I was seized with the longing to tell others of the discovery I had made — that we were saved all the time if we only knew it, and that God was a great deal more anxious to take us into partnership than we were to accept so gracious an offer.  Writing was a sore cross to me, at 12, but I wrote to my parents and told them the good news.  I wrote to my elder sister, urging her to be converted.  We had prayer circles for the conversion of our unconverted comrades.  In the fervour of my boyish zeal I decided to be a missionary, and applied myself all the more diligently to my lessons.  About twenty of us joined the Church as communicants.  Every night during the two years I was at Silcoates the prayer meeting was kept up by the lads.  Half an hour after tea, before preparation, was given to the prayer meeting.  But — and this brings me to the point of all this confession of personal experience — although the tone of the school was kept up at a high level, and although the prayer meeting was kept going, and the solid fruits of the Revival lasted all the time I was there, we never had another conversion after that strange outpouring of the Spirit which overwhelmed us all, unexpectant, at the beginning of the term.  Those who were brought in during the Revival week stood for the most part firm, those who stood out against the Revival never came in afterwards.  Neither, so far as I remember, with perhaps one or two exceptions, did the new lads who entered school later on seek or find conversion. 

I am not setting forth the conception of the relation between man and his Maker embodied in the foregoing narrative as if it were the truth of God to any other soul excepting my own.  And for those who deny both God and the soul, I am willing, for the sake of argument, to admit that the whole episode in my life was nothing more or less than the delusion of something that imagined itself to be a soul as to the reality of its relations with a nullity which it imagined was its Creator.  The truth or the falsehood of my notions is, in this immediate connection, quite immaterial.  For what I am wanting to insist upon is, first, that these seasons of spiritual exaltation which we call Revivals are realities to those who come under their influence, permanently affecting their whole future lives; and, secondly, that they come like the wind and vanish as mysteriously, and that those who resist them may never again feel so potent a call to a higher life.

Natural-language object grounding data
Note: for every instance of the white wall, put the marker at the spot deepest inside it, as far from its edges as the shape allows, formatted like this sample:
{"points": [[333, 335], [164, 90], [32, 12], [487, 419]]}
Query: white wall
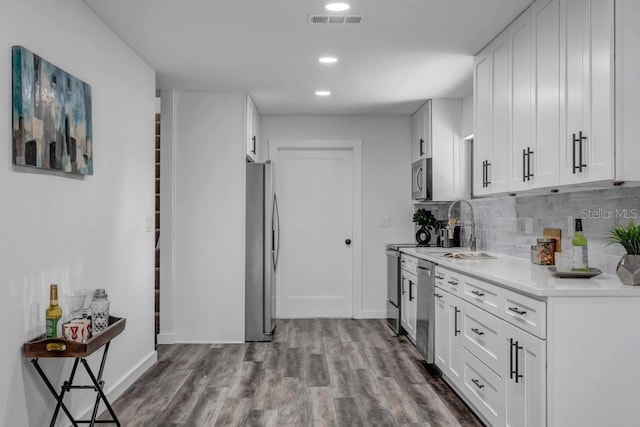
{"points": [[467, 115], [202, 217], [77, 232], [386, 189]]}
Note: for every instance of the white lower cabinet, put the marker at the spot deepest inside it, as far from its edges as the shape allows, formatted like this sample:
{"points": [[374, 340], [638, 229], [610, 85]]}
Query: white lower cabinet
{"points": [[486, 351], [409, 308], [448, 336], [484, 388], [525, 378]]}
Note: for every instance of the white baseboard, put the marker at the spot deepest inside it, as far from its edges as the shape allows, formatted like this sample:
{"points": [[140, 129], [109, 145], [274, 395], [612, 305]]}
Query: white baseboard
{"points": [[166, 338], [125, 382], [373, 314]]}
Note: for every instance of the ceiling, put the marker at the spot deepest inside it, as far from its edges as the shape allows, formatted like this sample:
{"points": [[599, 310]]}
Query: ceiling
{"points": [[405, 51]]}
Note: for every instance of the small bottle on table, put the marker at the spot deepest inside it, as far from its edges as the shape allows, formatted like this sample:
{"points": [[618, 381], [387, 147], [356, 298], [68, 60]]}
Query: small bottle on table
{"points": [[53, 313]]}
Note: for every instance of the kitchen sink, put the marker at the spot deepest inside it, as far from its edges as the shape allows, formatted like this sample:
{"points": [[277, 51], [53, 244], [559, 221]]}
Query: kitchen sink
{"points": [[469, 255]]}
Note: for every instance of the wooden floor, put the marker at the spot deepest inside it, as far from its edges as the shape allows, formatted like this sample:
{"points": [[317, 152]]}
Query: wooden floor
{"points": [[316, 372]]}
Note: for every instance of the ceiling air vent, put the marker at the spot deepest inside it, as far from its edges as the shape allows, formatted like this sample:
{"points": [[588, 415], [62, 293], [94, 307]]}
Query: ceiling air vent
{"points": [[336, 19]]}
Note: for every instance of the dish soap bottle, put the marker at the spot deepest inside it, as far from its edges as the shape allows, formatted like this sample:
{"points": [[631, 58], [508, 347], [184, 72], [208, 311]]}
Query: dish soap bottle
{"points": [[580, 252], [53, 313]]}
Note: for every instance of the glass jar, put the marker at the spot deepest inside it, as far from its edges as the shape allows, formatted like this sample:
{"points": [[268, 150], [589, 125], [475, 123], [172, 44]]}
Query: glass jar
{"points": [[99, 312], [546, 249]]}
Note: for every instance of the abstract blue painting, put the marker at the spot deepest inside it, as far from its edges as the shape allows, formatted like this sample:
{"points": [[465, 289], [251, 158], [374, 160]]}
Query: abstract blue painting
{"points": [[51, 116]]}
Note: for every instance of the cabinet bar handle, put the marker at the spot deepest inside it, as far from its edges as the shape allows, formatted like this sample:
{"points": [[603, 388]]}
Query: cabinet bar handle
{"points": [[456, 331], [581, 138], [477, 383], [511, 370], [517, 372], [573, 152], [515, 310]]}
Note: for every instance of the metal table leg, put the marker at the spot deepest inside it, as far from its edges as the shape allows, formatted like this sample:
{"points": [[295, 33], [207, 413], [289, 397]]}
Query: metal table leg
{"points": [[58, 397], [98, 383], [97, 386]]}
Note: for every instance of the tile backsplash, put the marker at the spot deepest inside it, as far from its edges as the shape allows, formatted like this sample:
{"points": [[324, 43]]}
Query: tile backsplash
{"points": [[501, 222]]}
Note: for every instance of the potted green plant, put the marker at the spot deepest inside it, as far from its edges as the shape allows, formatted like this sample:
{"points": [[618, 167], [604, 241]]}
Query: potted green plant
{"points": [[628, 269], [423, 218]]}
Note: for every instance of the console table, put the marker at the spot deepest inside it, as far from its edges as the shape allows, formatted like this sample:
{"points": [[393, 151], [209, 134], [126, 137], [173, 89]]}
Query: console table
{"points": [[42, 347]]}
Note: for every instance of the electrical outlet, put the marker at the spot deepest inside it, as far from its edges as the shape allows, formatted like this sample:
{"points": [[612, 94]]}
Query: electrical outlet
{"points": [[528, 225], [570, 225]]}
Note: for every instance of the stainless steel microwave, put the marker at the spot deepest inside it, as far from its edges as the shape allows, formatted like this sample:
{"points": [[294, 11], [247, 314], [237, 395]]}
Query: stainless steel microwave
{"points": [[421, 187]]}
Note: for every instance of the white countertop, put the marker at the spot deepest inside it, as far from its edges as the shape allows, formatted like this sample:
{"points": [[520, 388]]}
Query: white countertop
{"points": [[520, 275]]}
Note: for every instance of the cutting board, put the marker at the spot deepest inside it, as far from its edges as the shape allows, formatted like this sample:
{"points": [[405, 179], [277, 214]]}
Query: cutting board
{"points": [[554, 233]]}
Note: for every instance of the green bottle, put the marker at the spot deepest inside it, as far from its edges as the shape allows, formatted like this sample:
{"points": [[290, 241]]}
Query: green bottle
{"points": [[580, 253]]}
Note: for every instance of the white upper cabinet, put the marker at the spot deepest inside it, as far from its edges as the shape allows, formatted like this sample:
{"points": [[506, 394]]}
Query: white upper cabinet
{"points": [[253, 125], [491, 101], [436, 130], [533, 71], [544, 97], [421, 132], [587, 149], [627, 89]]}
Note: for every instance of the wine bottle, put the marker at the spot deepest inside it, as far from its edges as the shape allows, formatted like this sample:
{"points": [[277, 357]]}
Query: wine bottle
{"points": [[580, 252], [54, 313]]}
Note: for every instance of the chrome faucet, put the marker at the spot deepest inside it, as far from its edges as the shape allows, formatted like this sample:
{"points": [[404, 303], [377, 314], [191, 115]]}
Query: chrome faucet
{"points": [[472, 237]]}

• _Directions_:
1. Translate this sentence from the revival passage into Spanish: "About twenty of us joined the Church as communicants."
2. Carry on the revival passage from its last sentence, keeping its first-person voice.

• _Task answers_:
1. Unos veinte de nosotros nos unimos a la Iglesia como comulgantes.

2.
It is this sense of the fact that the Revival, when it comes, does not stop but passes on, which fills me with such a sense of the infinite importance of this present time, that I feel I must do what I can to bring to the knowledge of as many persons as I can reach, the glad tidings of great joy that a Revival of Religion is once more in our midst. 

The old story of the man who was gathering eggs from the face of a precipitous cliff always recurs to me at such seasons of opportunity.  The man, clinging to a rope, had lowered himself from the overhanging edge of a beetling cliff, till he was opposite the ledge where the seabirds laid their eggs.  Owing to the extent to which the brow of the cliff overhung the sea, whose waves were dashing 203 feet below, the egg-gatherer found himself some ten feet distant from the ledge of the nests.  By swaying to and fro, he was able to make himself swing as a pendulum outward and inward, until at last the extreme inward swing of the rope brought him to the ledge, on to which he sprang.  As he did so he lost hold of the rope.  There he stood for one awful moment midway between sea and sky.  The rope swinging outward after he had quitted his hold was returning like a pendulum.  It came, but not so far as to enable him to clutch it from where he stood.  Outward it swung again, and he realized with agony that as each time it swayed to and fro it would be further and further off, until at last it would hang stationary far out of his reach.  When the rope began slowly to swing inwards, he saw that the next time it would be out of his reach.  Breathless, he waited until the rope was just about to pause before swinging back, then, knowing that it was now or never, he leapt into space, caught the rope, and was saved.  Another second and he would have lost his chance.  It is just so, it seems to me, with Revivals.  They come and they go, and if they are not utilized the opportunity goes by — in some cases forever.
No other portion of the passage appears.